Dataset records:
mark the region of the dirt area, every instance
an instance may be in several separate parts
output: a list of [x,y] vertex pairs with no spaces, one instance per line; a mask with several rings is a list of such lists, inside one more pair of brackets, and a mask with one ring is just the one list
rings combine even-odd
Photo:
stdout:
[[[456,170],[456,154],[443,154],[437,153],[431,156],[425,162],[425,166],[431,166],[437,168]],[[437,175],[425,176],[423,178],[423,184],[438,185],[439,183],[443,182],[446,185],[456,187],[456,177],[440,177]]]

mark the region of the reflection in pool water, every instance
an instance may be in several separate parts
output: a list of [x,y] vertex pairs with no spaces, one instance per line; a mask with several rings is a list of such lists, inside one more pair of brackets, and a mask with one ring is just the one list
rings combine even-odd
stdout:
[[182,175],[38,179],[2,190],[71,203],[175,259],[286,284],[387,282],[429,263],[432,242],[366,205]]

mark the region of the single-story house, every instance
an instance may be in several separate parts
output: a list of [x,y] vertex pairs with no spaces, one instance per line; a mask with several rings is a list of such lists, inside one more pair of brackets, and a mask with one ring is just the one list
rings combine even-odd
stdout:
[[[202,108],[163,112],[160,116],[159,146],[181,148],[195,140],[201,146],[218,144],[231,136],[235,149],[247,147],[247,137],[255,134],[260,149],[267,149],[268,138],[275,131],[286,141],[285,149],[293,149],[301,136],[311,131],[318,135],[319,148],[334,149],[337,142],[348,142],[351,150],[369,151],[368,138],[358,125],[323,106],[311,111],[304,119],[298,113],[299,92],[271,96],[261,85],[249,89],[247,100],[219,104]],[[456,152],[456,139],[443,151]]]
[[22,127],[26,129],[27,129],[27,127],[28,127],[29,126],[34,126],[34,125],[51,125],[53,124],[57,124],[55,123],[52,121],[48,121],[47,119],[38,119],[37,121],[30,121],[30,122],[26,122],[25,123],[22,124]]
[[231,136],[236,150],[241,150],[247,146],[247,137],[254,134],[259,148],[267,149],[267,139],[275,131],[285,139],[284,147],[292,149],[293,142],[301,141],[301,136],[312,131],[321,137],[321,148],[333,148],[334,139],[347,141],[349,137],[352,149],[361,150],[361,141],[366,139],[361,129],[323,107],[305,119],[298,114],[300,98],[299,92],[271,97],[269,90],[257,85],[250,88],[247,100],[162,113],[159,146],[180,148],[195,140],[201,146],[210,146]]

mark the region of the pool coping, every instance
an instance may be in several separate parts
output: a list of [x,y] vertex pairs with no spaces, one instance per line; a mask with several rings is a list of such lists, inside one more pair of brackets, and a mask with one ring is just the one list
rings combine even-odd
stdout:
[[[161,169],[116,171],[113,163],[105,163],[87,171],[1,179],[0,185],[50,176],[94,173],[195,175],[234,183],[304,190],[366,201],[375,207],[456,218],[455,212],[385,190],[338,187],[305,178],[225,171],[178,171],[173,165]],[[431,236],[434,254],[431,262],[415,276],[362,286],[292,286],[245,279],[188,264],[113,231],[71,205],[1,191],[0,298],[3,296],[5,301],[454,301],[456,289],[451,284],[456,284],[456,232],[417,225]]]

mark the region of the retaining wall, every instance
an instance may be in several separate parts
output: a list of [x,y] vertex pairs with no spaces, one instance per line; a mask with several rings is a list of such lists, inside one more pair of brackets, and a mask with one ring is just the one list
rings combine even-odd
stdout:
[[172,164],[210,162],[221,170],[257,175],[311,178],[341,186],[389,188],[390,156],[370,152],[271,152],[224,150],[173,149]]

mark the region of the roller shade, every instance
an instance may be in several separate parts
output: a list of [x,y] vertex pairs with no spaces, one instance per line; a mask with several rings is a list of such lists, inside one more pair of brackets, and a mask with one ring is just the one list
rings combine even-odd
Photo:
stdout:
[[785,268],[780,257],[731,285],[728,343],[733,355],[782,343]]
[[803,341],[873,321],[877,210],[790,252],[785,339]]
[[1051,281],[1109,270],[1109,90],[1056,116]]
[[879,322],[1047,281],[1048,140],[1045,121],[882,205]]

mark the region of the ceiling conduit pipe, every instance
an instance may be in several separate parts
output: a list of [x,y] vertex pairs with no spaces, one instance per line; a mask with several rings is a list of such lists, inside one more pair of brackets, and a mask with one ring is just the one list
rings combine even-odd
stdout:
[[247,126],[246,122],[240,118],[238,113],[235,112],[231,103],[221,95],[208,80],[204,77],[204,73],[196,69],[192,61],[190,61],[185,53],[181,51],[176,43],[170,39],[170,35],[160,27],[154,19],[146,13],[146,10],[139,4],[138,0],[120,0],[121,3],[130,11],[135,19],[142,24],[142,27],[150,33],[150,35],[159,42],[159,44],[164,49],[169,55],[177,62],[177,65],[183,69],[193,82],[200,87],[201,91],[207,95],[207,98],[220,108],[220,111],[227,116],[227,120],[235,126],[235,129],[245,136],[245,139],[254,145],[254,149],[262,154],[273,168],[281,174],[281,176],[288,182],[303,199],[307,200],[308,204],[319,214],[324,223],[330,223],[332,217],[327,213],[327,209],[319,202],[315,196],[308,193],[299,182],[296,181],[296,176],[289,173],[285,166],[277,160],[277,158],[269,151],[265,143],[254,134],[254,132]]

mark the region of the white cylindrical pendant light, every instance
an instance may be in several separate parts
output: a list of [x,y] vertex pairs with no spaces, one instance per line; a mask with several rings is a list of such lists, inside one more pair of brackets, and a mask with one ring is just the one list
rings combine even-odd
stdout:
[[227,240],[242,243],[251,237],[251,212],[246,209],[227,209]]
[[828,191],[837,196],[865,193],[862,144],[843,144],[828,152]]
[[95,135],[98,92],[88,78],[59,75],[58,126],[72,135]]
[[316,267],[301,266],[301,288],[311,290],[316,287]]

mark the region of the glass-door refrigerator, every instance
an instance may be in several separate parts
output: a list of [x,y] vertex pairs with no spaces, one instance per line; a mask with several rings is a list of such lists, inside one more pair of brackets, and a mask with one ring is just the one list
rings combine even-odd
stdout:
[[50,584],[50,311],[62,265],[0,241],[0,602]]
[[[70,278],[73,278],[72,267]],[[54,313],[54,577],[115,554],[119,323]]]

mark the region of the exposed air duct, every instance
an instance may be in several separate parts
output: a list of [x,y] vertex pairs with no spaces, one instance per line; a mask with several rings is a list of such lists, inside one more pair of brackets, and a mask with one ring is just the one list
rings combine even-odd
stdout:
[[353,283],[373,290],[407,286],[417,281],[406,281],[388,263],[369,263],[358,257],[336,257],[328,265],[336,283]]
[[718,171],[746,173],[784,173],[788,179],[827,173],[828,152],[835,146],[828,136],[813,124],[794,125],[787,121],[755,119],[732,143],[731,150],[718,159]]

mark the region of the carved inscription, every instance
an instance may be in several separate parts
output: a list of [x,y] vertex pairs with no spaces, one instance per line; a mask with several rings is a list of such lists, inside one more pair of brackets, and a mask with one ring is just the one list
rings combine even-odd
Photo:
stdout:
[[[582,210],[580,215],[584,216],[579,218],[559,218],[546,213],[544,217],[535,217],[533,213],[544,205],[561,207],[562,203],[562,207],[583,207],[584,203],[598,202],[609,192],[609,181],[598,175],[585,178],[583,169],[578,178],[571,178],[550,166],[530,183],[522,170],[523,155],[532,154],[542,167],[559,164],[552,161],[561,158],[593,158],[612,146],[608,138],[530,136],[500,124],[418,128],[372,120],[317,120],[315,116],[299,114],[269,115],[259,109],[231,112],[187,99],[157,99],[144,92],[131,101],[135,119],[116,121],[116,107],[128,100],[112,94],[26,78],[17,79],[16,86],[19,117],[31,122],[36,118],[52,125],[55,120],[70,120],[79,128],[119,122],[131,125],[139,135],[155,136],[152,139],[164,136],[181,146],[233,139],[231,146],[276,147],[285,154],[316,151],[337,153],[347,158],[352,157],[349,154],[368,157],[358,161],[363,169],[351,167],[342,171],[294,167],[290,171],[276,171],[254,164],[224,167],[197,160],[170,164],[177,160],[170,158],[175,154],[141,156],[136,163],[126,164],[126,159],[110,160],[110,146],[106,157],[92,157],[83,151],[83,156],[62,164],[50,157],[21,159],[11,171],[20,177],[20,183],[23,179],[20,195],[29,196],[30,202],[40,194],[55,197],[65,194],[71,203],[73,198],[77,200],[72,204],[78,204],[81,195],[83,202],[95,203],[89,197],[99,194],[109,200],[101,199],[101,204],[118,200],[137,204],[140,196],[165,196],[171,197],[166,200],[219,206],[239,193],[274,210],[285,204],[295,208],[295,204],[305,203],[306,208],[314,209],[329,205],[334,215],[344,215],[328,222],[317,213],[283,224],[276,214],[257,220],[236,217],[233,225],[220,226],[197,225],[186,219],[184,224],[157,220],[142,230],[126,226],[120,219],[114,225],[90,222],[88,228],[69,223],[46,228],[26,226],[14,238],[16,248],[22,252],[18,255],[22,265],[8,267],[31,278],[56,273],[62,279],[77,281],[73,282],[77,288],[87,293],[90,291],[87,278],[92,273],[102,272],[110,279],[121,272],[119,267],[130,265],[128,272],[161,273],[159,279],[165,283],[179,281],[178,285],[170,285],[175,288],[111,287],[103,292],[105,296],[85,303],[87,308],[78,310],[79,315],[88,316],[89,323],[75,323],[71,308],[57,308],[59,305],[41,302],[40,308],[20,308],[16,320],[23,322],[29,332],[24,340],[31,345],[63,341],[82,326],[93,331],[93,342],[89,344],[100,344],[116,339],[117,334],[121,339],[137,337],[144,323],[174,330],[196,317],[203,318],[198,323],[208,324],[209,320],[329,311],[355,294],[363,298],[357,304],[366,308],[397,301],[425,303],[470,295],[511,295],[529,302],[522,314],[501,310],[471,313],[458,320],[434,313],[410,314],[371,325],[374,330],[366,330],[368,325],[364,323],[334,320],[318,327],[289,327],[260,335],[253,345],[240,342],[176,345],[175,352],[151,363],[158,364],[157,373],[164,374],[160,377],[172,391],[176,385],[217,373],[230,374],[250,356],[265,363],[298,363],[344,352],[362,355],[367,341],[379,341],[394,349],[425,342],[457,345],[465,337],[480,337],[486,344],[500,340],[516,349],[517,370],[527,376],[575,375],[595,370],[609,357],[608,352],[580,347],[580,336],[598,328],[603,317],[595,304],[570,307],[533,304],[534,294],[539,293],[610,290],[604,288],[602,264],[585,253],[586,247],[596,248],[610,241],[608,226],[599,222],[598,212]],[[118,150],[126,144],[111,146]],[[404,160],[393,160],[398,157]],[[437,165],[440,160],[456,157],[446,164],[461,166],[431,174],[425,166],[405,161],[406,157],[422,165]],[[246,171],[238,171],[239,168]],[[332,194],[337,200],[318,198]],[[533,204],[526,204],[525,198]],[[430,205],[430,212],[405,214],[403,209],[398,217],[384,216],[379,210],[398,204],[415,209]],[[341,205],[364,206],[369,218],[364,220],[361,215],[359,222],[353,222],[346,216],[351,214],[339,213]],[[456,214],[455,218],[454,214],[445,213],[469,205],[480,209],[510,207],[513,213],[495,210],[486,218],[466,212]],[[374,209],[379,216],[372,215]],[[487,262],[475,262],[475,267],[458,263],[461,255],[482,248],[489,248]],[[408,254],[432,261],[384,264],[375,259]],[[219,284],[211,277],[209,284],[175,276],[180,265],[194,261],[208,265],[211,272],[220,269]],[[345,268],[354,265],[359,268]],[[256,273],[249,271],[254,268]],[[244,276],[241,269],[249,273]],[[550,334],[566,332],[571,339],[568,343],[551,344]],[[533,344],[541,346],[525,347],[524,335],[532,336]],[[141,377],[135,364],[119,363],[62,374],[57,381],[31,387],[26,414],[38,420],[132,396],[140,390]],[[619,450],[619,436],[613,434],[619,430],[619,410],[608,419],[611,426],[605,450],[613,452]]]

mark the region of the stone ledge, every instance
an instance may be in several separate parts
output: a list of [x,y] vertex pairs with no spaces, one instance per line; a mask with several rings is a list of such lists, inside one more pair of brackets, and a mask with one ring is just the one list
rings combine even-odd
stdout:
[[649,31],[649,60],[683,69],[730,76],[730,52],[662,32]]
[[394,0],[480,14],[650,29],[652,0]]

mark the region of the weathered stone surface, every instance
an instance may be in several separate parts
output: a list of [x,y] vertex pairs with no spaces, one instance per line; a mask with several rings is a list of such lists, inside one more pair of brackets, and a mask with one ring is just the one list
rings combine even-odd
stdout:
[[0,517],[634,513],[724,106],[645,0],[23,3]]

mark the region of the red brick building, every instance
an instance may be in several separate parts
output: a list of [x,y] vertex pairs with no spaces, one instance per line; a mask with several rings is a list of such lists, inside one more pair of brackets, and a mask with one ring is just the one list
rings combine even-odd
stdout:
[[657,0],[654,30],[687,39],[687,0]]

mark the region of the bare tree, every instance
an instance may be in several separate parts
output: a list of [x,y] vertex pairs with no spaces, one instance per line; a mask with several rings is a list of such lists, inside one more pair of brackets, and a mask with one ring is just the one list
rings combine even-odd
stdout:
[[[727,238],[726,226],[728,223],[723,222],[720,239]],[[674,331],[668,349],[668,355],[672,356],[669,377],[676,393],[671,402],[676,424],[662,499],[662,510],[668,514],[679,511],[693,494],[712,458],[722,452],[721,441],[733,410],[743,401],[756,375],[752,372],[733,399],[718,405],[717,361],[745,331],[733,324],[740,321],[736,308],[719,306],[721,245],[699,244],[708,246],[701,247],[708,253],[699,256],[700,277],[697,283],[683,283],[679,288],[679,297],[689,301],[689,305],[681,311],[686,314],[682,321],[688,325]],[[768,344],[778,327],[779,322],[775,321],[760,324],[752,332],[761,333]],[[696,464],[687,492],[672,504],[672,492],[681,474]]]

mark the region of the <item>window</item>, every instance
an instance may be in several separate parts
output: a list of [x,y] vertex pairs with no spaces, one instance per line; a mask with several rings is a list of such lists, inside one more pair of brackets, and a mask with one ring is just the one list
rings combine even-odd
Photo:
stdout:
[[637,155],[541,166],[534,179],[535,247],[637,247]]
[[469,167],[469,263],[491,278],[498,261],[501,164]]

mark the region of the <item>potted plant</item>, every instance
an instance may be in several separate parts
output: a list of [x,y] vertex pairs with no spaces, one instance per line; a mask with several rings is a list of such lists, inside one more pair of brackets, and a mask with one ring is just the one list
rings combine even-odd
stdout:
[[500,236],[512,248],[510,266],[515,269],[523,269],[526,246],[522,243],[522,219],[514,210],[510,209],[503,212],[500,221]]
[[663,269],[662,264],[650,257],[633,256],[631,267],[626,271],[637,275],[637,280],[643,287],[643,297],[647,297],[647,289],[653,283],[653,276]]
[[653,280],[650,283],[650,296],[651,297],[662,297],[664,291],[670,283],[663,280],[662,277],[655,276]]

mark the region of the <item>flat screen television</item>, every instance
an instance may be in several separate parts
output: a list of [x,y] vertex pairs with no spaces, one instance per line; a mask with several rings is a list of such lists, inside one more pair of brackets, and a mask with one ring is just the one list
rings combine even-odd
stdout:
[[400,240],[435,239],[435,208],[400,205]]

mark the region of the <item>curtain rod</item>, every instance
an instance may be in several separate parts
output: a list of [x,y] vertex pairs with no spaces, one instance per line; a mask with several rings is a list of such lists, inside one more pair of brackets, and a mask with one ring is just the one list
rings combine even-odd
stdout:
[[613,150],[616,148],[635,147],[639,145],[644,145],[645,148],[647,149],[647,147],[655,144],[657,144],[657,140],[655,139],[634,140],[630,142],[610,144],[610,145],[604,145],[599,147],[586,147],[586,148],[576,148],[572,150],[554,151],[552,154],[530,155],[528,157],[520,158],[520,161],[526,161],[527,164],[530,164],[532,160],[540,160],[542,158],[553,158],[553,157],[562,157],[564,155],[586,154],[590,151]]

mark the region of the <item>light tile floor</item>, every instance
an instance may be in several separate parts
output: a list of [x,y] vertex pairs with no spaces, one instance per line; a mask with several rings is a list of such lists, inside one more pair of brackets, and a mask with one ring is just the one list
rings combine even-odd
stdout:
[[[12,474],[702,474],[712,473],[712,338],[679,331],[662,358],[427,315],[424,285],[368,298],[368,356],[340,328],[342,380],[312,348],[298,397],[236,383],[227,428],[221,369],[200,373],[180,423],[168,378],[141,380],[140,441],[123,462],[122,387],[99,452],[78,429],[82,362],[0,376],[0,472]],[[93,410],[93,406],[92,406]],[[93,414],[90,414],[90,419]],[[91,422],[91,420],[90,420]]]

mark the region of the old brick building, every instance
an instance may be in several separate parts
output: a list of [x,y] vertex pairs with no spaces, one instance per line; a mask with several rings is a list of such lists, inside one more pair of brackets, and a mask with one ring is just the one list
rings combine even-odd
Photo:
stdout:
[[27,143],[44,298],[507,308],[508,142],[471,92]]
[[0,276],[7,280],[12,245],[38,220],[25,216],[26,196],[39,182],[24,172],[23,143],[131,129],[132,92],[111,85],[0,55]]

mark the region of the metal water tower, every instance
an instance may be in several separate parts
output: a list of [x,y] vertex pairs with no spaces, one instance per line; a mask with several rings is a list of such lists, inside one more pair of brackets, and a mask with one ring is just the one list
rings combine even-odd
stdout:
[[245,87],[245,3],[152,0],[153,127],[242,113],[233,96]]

● **Required work**: Rewrite the listing lines from the line containing "mark the region of the stone" through the line containing "[[0,517],[634,513],[724,106],[645,0],[23,3]]", swapping "stone" for "rock" and leaving everything else untouched.

● **Complete answer**:
mark the region of the rock ledge, every instance
an instance may be in several separate parts
output: a list of [x,y] vertex pairs with no spaces, one instance per line; a mask with several rings is a list of such lists, inside one more pair of brackets, and a mask with one ring is just the one list
rings combine even-odd
stdout:
[[649,31],[649,60],[683,69],[730,76],[730,52],[662,32]]
[[394,0],[480,14],[650,29],[652,0]]

mark the region of the weathered rock surface, every instance
an instance may be in several separate parts
output: a list of [x,y] vertex pairs with no spaces, one instance per line; a mask with several rings is a list of such lists, inside one more pair of brackets, and a mask with one ring is just the one list
rings combine even-odd
stdout:
[[0,517],[634,513],[724,106],[645,0],[23,3]]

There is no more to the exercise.